---------- Supplied data
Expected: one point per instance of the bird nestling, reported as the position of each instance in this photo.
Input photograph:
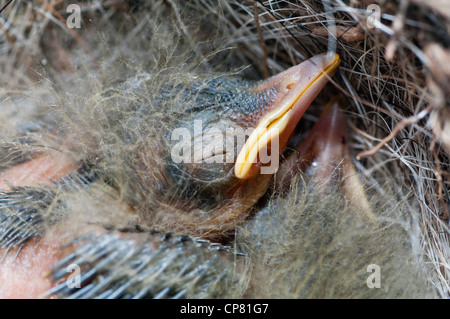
(133, 180)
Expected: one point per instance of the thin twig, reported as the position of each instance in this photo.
(400, 126)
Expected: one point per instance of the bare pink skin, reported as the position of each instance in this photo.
(24, 275)
(39, 171)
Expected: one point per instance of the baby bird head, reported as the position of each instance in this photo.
(220, 140)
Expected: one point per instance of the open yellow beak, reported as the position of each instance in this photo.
(298, 87)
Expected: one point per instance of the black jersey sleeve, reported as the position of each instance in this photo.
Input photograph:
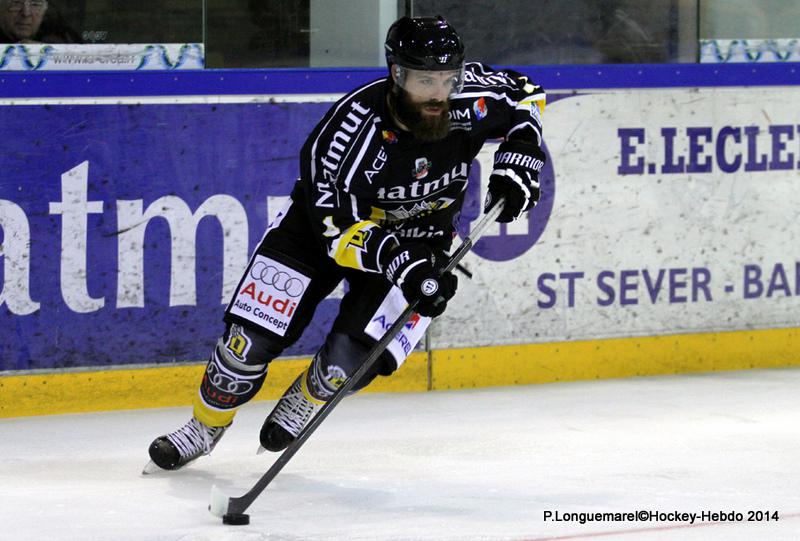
--------------------
Exercise — Copy the items above word for word, from the line containing "Expected: one point per instance of the black" through the end of the items, both ends included, and leave out any pictures.

Response below —
Expected: one point per instance of the black jersey sleeve, reported as the position of each instance in this photo.
Input photograph:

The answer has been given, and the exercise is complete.